PASSAGE PROVIDED:
--- Begin ---

# What did you get?!



## Johnny Spune (Sep 15, 2014)

A new case for an old guitar!


----------



## laristotle (Aug 29, 2019)

My sis-in-law gave me this calendar.


----------



## Verne (Dec 29, 2018)

Even though it was decided we'd focus on our kids this year for Christmas, I was given this this morning, along with a $50 LCBO card.
The light inside is a nice blue LED that matches my Rickenbacker light and my TM36 lighting.

All the dials go to 11. HAHAHA


----------



## High/Deaf (Aug 19, 2009)

Just what I wanted. 


NO SNOW!!!!




Wooo hoooo. I had enough white xmas' to last a few lifetimes on the prairies. Never again, if I have my way.


----------



## Johnny Spune (Sep 15, 2014)

High/Deaf said:


> Just what I wanted.
> 
> 
> NO SNOW!!!!
> ...


----------



## allthumbs56 (Jul 24, 2006)

Strings 3 pack, Sennheiser e609, amp stand, 2 sweaters, socks, and deodorant.

Merry Christmas Gents.


----------



## nbs2005 (Mar 21, 2018)

Eminence 820H for the National. Unfortunately the speaker basket is just a bit to big. I managed to wedge it in there but I don't think that's a long term solution. I'll post a picture and a troubleshooting thread in a few days.


----------



## Electraglide (Jan 24, 2010)

Running shoes for my birthday and socks that are big enough and two plain Denver Hayes t-shirts that will fit. It's nice when your kid is the same size as you.


----------



## Electraglide (Jan 24, 2010)

High/Deaf said:


> Just what I wanted.
> 
> 
> NO SNOW!!!!
> ...


It balances out.
https://www.gasbuddy.com/GasPrices/Alberta/Calgary


----------



## Dorian2 (Jun 9, 2015)

We haen't opened ours yet. Daughters still sleeping. Guessing socks and underwear as usual. Probly a new razor as well.


----------



## Doug Gifford (Jun 8, 2019)

Just starting to open, now. But I did get to play the organ at Christmas mass. Pulled out *all* the stops for "Joy to the World" recessional and when it finished, we were all giggling -- too much fun.


----------



## Chitmo (Sep 2, 2013)




----------



## Electraglide (Jan 24, 2010)

--- End ---

JOB: Reproduce word for word the part of the gift thread above, starting with "## Verne (Dec" and going on through "a $50 LCBO card.".

GIVEN INFORMATION:
--- Begin ---

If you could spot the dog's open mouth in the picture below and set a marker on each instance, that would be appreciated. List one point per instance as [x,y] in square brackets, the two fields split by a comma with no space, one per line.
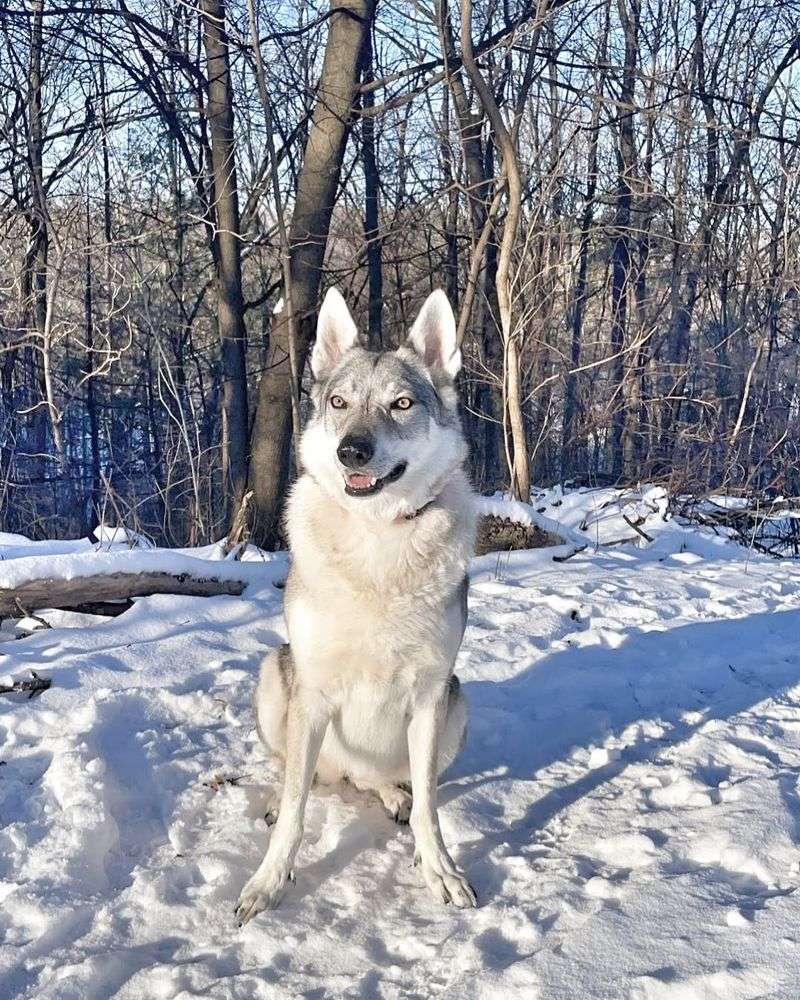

--- End ---

EXERCISE RESULT:
## Verne (Dec 29, 2018)

Even though it was decided we'd focus on our kids this year for Christmas, I was given this this morning, along with a $50 LCBO card.